start

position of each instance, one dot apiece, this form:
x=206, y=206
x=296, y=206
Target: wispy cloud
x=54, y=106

end

TASK DESCRIPTION →
Retype the data above line for line, with no changes.

THE OUTPUT →
position of each instance, one dot apiece, this form:
x=206, y=206
x=296, y=206
Target: wispy cloud
x=54, y=106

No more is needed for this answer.